** START SUPPLIED MATERIAL **
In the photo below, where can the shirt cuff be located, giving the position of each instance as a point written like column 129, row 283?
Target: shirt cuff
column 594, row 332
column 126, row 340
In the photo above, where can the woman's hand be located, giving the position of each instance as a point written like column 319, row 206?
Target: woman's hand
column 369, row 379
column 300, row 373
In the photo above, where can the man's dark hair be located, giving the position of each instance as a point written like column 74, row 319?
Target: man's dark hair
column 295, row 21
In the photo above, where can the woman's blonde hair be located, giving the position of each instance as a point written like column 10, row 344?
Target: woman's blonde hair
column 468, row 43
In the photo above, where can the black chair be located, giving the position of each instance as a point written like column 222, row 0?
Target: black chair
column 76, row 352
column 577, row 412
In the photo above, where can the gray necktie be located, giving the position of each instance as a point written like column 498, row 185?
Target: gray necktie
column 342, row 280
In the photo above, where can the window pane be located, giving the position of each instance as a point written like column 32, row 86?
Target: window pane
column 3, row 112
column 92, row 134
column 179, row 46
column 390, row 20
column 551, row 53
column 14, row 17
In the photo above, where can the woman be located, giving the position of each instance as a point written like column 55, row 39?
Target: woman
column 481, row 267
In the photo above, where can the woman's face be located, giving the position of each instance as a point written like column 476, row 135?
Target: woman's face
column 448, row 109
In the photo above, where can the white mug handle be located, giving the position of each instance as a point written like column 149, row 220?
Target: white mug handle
** END SUPPLIED MATERIAL **
REQUIRED WORK »
Repeat all of the entries above word for word, from the first one through the last.

TASK ANSWER »
In the photo below, where can the shirt cuff be located, giving the position of each instance as a point written like column 129, row 283?
Target: shirt cuff
column 594, row 332
column 126, row 340
In the photo above, where can the woman's hand be located, giving the position of each instance as a point written like column 319, row 206?
Target: woman's hand
column 369, row 379
column 300, row 373
In the photo above, where can the man's dark hair be located, giving the position of each instance as a point written like column 74, row 319?
Target: man's dark hair
column 295, row 21
In the photo above, where can the woman's blonde hair be located, giving the position of each instance as a point written like column 10, row 344?
Target: woman's blonde hair
column 468, row 43
In the photo above, where can the black chair be located, giving the position of each instance as a point written like column 222, row 0?
Target: black chair
column 76, row 352
column 577, row 412
In the photo above, where can the gray necktie be located, giving the position of each instance as a point written like column 498, row 185?
Target: gray necktie
column 342, row 280
In the photo above, where can the window pane be located, giving the position of each instance as a point written like column 32, row 86?
Target: window pane
column 3, row 112
column 92, row 134
column 179, row 46
column 390, row 20
column 551, row 53
column 14, row 17
In the photo above, where can the woman be located, giving the position of each instance as a point written like column 55, row 39?
Target: woman
column 481, row 267
In the photo above, where can the woman's face be located, giving the position of each instance as a point written like column 476, row 135?
Target: woman's face
column 448, row 109
In the photo above, where can the white mug handle be located, giving the position of each instance as a point written like column 149, row 220?
Target: white mug handle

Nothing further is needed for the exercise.